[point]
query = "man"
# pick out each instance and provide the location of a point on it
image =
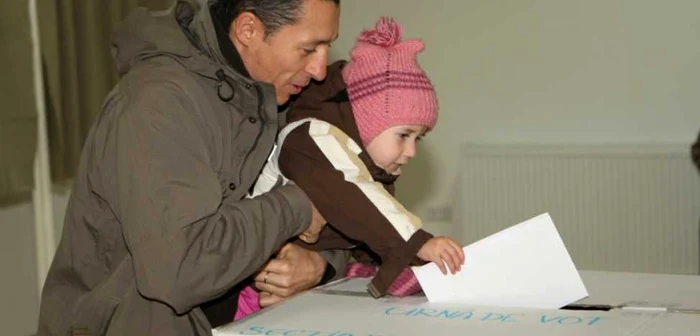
(695, 152)
(158, 225)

= = = =

* [Work instructions] Arrange every line of the items above as a numbered list, skipping blank lines. Leave the pictures out.

* [Worked answer]
1. [point]
2. query = "man"
3. # pick out each instance and provide the location of a point on it
4. image =
5. (695, 152)
6. (158, 225)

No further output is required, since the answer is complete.